INPUT DATA:
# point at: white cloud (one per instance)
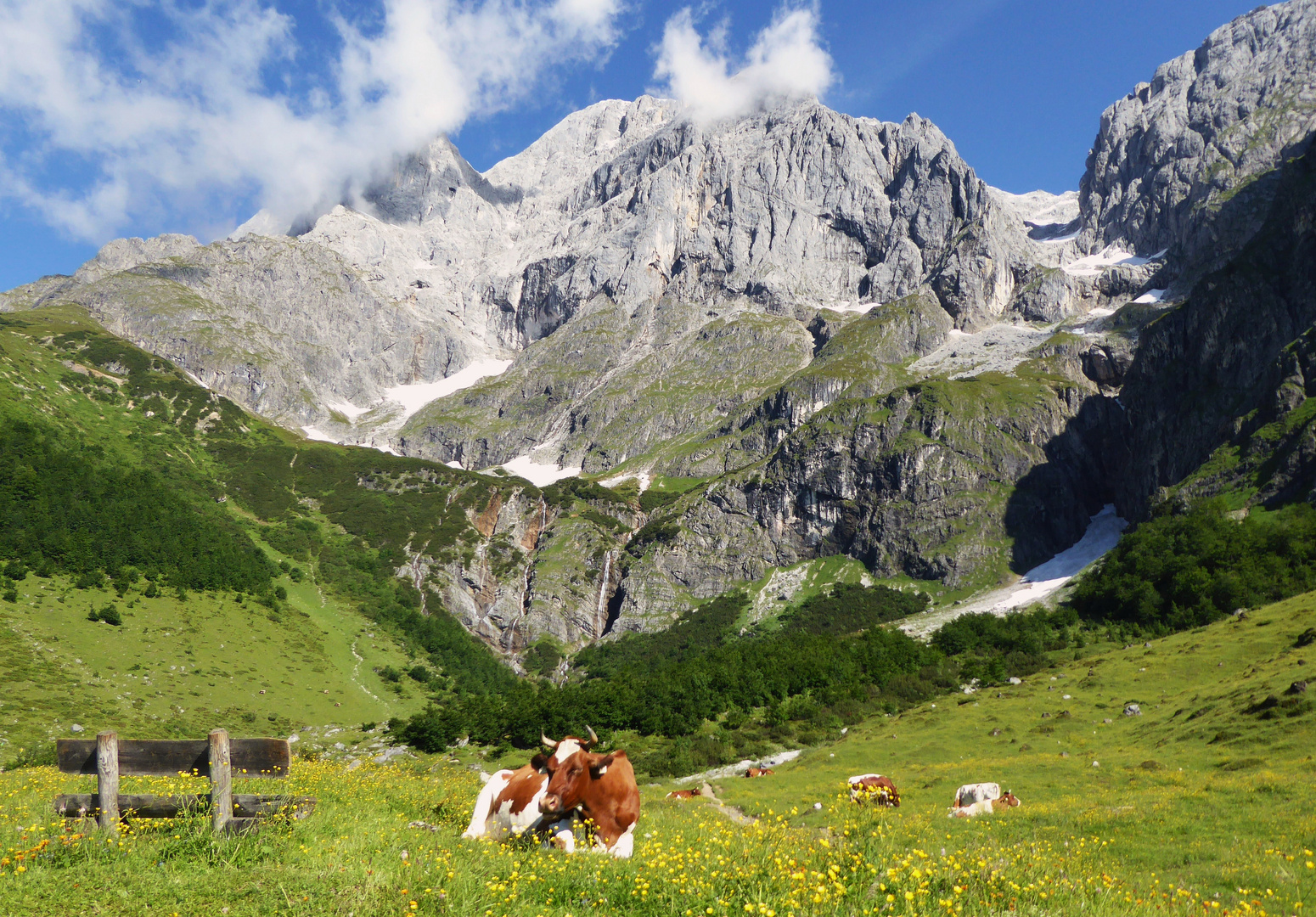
(785, 62)
(160, 128)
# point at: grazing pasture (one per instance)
(1203, 804)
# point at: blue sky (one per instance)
(1017, 84)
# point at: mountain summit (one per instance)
(823, 335)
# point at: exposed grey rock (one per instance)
(1173, 158)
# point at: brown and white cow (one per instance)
(875, 788)
(986, 807)
(509, 802)
(602, 788)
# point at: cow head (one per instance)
(570, 776)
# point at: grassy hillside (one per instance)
(234, 555)
(175, 668)
(1201, 806)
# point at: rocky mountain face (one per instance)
(813, 335)
(1189, 162)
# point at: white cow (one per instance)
(976, 792)
(982, 808)
(509, 802)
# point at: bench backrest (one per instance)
(249, 757)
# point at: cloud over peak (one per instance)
(785, 62)
(110, 121)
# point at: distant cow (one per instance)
(874, 788)
(602, 788)
(976, 792)
(986, 807)
(509, 802)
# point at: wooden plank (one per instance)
(107, 780)
(250, 757)
(222, 780)
(141, 806)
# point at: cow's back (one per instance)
(612, 802)
(976, 792)
(516, 808)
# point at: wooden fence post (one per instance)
(222, 780)
(107, 780)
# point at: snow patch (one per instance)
(1103, 533)
(641, 476)
(540, 475)
(418, 395)
(997, 349)
(1112, 256)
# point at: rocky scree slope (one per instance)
(851, 340)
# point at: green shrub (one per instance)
(1184, 570)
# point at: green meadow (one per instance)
(177, 666)
(1201, 804)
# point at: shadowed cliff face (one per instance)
(852, 342)
(1228, 363)
(1210, 124)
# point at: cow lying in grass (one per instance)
(976, 792)
(509, 804)
(985, 807)
(600, 788)
(874, 788)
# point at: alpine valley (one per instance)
(652, 362)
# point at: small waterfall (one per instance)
(603, 593)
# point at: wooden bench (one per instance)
(215, 758)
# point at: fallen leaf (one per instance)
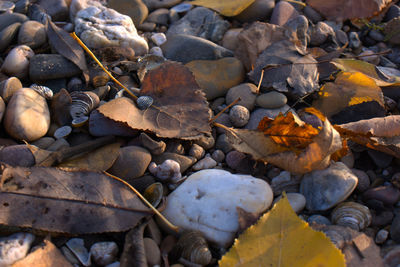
(281, 238)
(227, 8)
(98, 160)
(46, 255)
(342, 10)
(66, 46)
(315, 154)
(287, 68)
(53, 200)
(179, 110)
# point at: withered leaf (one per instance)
(341, 10)
(179, 110)
(50, 199)
(66, 46)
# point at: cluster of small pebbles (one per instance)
(45, 100)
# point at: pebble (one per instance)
(205, 163)
(246, 92)
(282, 13)
(324, 189)
(132, 162)
(185, 48)
(100, 27)
(259, 10)
(135, 9)
(27, 115)
(14, 247)
(17, 61)
(239, 115)
(206, 201)
(216, 77)
(51, 66)
(271, 100)
(193, 24)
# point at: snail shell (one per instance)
(44, 91)
(193, 247)
(351, 214)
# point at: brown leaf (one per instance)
(46, 255)
(180, 109)
(341, 10)
(66, 46)
(53, 200)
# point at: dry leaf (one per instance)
(53, 200)
(349, 89)
(46, 255)
(180, 109)
(98, 160)
(281, 238)
(341, 10)
(227, 8)
(315, 155)
(66, 46)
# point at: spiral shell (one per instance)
(44, 91)
(351, 214)
(193, 247)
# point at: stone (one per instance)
(100, 27)
(17, 61)
(282, 13)
(51, 66)
(135, 9)
(271, 100)
(216, 77)
(27, 115)
(185, 48)
(132, 162)
(259, 10)
(247, 92)
(193, 24)
(207, 200)
(32, 34)
(239, 115)
(7, 35)
(323, 189)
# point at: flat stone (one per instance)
(51, 66)
(323, 189)
(185, 48)
(132, 162)
(27, 115)
(216, 77)
(207, 200)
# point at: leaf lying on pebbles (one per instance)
(179, 110)
(53, 200)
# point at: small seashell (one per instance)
(44, 91)
(144, 102)
(351, 214)
(193, 247)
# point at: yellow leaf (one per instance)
(227, 8)
(280, 238)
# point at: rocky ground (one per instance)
(55, 98)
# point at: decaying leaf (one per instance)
(66, 46)
(227, 8)
(341, 10)
(179, 110)
(315, 155)
(349, 89)
(53, 200)
(287, 68)
(281, 238)
(382, 134)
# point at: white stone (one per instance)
(207, 202)
(99, 27)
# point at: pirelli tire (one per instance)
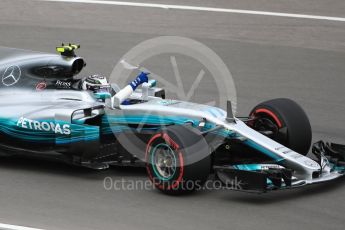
(178, 160)
(291, 124)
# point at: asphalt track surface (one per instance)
(269, 57)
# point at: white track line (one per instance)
(15, 227)
(199, 8)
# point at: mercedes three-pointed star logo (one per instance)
(11, 75)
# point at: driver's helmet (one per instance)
(98, 84)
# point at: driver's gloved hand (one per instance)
(141, 78)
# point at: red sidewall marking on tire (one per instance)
(175, 146)
(270, 113)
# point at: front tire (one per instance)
(288, 122)
(178, 160)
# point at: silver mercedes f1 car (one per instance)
(46, 112)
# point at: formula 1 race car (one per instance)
(45, 112)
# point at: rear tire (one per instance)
(291, 125)
(178, 160)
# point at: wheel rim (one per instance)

HOW TO COMPLETE THIS TASK: Every entry above is to be repeated word for word, with all pictures omitted.

YOUR RESPONSE:
# point at: white cloud (one per instance)
(785, 62)
(160, 128)
# point at: grazing pasture (one per instance)
(1203, 804)
# point at: blue sky (one per instance)
(1017, 84)
# point at: mountain summit (one per instance)
(823, 335)
# point at: exposed grey rock (one per instance)
(1173, 158)
# point at: brown and white cow (one per instance)
(875, 788)
(986, 807)
(509, 802)
(602, 788)
# point at: cow head (one per instance)
(570, 776)
# point at: grassy hillside (one per instance)
(234, 555)
(175, 668)
(1201, 806)
# point at: rocky mountain face (one per instance)
(813, 335)
(1189, 162)
# point at: white cow (one per instance)
(976, 792)
(982, 808)
(509, 802)
# point at: bench backrest (one per instance)
(249, 757)
# point at: cloud over peak (one per instance)
(785, 62)
(110, 121)
# point at: distant cow (one per instance)
(874, 788)
(602, 788)
(976, 792)
(986, 807)
(509, 802)
# point at: wooden plank (one per instance)
(107, 780)
(250, 757)
(222, 780)
(141, 806)
# point at: cow's back (one per instance)
(612, 802)
(976, 792)
(516, 808)
# point at: wooden fence post (one per instance)
(222, 780)
(107, 780)
# point at: snow patch (one per instance)
(1103, 533)
(641, 476)
(540, 475)
(418, 395)
(997, 349)
(1112, 256)
# point at: rocky scree slope (one per instance)
(851, 340)
# point at: green shrub (one per instance)
(1184, 570)
# point at: green meadow (one per instance)
(177, 666)
(1201, 804)
# point at: shadowed cliff face (one per instance)
(852, 342)
(1228, 363)
(1210, 124)
# point at: cow lying in grass (one per instance)
(976, 792)
(509, 804)
(985, 807)
(600, 788)
(874, 788)
# point at: alpine valley (one per instance)
(652, 362)
# point at: small waterfall (one per instance)
(603, 593)
# point at: wooden bench (one per instance)
(215, 758)
# point at: fallen leaf (one per instance)
(281, 238)
(227, 8)
(98, 160)
(46, 255)
(342, 10)
(66, 46)
(315, 154)
(287, 68)
(53, 200)
(179, 110)
# point at: withered leaf (one per instance)
(341, 10)
(179, 110)
(50, 199)
(66, 46)
# point at: cluster of small pebbles (one per instance)
(45, 100)
# point at: pebble (one per instance)
(205, 163)
(246, 92)
(282, 13)
(324, 189)
(132, 162)
(185, 48)
(100, 27)
(259, 10)
(135, 9)
(27, 115)
(14, 247)
(17, 61)
(239, 115)
(206, 201)
(216, 77)
(51, 66)
(271, 100)
(193, 24)
# point at: snail shell (one per instance)
(44, 91)
(193, 247)
(351, 214)
# point at: brown leaf (one per instance)
(46, 255)
(180, 109)
(341, 10)
(66, 46)
(53, 200)
# point at: dry leaf (one per instance)
(53, 200)
(349, 89)
(46, 255)
(180, 109)
(98, 160)
(281, 238)
(341, 10)
(227, 8)
(315, 155)
(66, 46)
# point at: spiral shell (one per instance)
(44, 91)
(351, 214)
(193, 247)
# point at: stone (one per instance)
(100, 27)
(17, 61)
(282, 13)
(51, 66)
(135, 9)
(271, 100)
(216, 77)
(27, 115)
(185, 48)
(132, 162)
(259, 10)
(247, 92)
(193, 24)
(207, 200)
(32, 34)
(239, 115)
(7, 35)
(323, 189)
# point at: flat stone (one per instance)
(51, 66)
(323, 189)
(185, 48)
(132, 162)
(27, 115)
(216, 77)
(207, 200)
# point at: leaf lying on pebbles (one per instance)
(179, 110)
(53, 200)
# point at: small seashell (one per instance)
(44, 91)
(144, 102)
(351, 214)
(193, 247)
# point at: yellow leaf (one per instance)
(227, 8)
(280, 238)
# point at: rocky ground (one per instance)
(55, 98)
# point at: decaying leaf (one per instance)
(66, 46)
(227, 8)
(341, 10)
(179, 110)
(315, 155)
(349, 89)
(53, 200)
(287, 68)
(281, 238)
(382, 134)
# point at: white stone (one per instance)
(207, 202)
(99, 27)
# point at: pirelli tire (one per instance)
(178, 160)
(291, 124)
# point at: asphalt track surface (one per instance)
(269, 57)
# point at: white track line (one per instance)
(15, 227)
(199, 8)
# point at: mercedes three-pointed star logo (one per instance)
(11, 75)
# point at: driver's helmet (one per instance)
(98, 84)
# point at: driver's gloved hand (one per instance)
(141, 78)
# point at: red sidewall marking on tire (one per instance)
(175, 146)
(270, 113)
# point at: front tire (one per instance)
(288, 122)
(178, 160)
# point at: silver mercedes f1 car (one per instance)
(46, 112)
# point at: formula 1 race car (one per instance)
(45, 112)
# point at: rear tire (one per instance)
(291, 125)
(178, 160)
# point at: wheel rim (one per instance)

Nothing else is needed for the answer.